Texto da página:
++++++++

Language of document : ECLI:EU:T:2016:368

Processo T‑208/13

Portugal Telecom SGPS, SA

contra

Comissão Europeia

«Concorrência — Acordos, decisões e práticas concertadas — Mercados português e espanhol das telecomunicações — Cláusula de não concorrência no mercado ibérico inserida no contrato para a aquisição pela Telefónica da participação detida pela Portugal Telecom no operador brasileiro de telefonia móvel Vivo — Salvaguarda legal ‘na medida do permitido por lei’ — Dever de fundamentação — Infração por objeto — Restrição acessória — Concorrência potencial — Infração por efeitos — Cálculo do montante da coima — Requerimento de inquirição de testemunhas»

Sumário — Acórdão do Tribunal Geral (Segunda Secção) de 28 de junho de 2016

1.      Processo judicial — Petição inicial — Requisitos de forma — Exposição sumária dos fundamentos invocados — Fundamentos de direito não apresentados na petição — Exposição de considerações imprecisas que obriga a instituição demandada e o juiz da União a conjeturas e a deduções — Inadmissibilidade

(Estatuto do Tribunal de Justiça, artigo 21.°, primeiro parágrafo; Regulamento de Processo do Tribunal Geral, artigo 44.°, n.° 1)

2.      Recurso de anulação — Fundamentos — Conceito — Elementos de uma petição de anulação que figuram na parte consagrada ao resumo da decisão — Inclusão — Requisito — Contestação clara e inequívoca da validade das conclusões da decisão impugnada

(Estatuto do Tribunal de Justiça, artigo 21.°, primeiro parágrafo; Regulamento de Processo do Tribunal Geral, artigo 44.°, n.° 1)

3.      Processo judicial — Fundamentação dos acórdãos — Alcance — Utilização pelo Tribunal Geral de uma fundamentação implícita — Admissibilidade — Requisitos

4.      Recurso de anulação — Fundamentos — Falta de fundamentação ou fundamentação insuficiente — Fundamento distinto daquele que tem por objeto a legalidade quanto ao mérito

(Artigos 263.° TFUE e 296.° TFUE)

5.      Atos das instituições — Fundamentação — Dever — Alcance

(Artigos 263.° TFUE e 296.° TFUE)

6.      Acordos, decisões e práticas concertadas — Infração à concorrência — Critérios de apreciação — Teor e objetivo de um acordo, decisão ou prática concertada e contexto económico e jurídico de desenvolvimento do mesmo — Distinção entre infrações por objeto e por efeito — Intenção das partes num acordo em restringir a concorrência — Critério não necessário — Infração por objeto — Grau suficiente de nocividade — Critérios de apreciação

(Artigo 101.°, n.° 1, TFUE)

++++++++

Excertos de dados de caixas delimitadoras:
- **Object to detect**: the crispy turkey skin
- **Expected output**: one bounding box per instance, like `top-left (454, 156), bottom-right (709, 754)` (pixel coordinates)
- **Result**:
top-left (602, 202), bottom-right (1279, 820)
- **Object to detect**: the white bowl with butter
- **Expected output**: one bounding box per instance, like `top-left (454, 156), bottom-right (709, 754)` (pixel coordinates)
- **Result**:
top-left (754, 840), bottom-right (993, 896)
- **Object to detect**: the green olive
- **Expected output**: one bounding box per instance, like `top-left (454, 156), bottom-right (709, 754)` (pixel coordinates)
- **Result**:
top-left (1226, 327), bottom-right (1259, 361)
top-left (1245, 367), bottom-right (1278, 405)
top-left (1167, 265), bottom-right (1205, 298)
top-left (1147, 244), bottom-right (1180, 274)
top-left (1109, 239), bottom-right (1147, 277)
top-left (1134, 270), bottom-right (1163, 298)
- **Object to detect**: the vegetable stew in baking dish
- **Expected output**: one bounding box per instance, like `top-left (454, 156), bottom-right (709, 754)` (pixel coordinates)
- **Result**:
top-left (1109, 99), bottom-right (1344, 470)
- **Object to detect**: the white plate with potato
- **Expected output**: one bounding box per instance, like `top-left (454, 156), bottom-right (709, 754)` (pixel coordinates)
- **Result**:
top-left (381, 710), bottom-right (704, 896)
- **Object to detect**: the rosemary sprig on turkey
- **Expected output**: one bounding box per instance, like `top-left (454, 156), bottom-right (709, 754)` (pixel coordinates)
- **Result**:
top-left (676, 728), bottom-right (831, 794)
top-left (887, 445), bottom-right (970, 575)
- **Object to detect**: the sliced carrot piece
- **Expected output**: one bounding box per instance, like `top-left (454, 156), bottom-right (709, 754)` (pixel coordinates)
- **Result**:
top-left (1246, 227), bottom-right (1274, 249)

++++++++

Tarefas propostas:
1/ Reescreva o trecho do sumário do acórdão começando em "5.      Atos das instituições" e seguindo até "101.°, n.° 1, TFUE)", substituindo "nocividade" por "gravidade".
2/ Enumere todos os artigos do TFUE citados no sumário do acórdão, sem repetições.

Resultados finais:
1/
5.      Atos das instituições — Fundamentação — Dever — Alcance

(Artigos 263.° TFUE e 296.° TFUE)

6.      Acordos, decisões e práticas concertadas — Infração à concorrência — Critérios de apreciação — Teor e objetivo de um acordo, decisão ou prática concertada e contexto económico e jurídico de desenvolvimento do mesmo — Distinção entre infrações por objeto e por efeito — Intenção das partes num acordo em restringir a concorrência — Critério não necessário — Infração por objeto — Grau suficiente de gravidade — Critérios de apreciação

(Artigo 101.°, n.° 1, TFUE)

2/
- Artigo 263.° TFUE
- Artigo 296.° TFUE
- Artigo 101.°, n.° 1, TFUE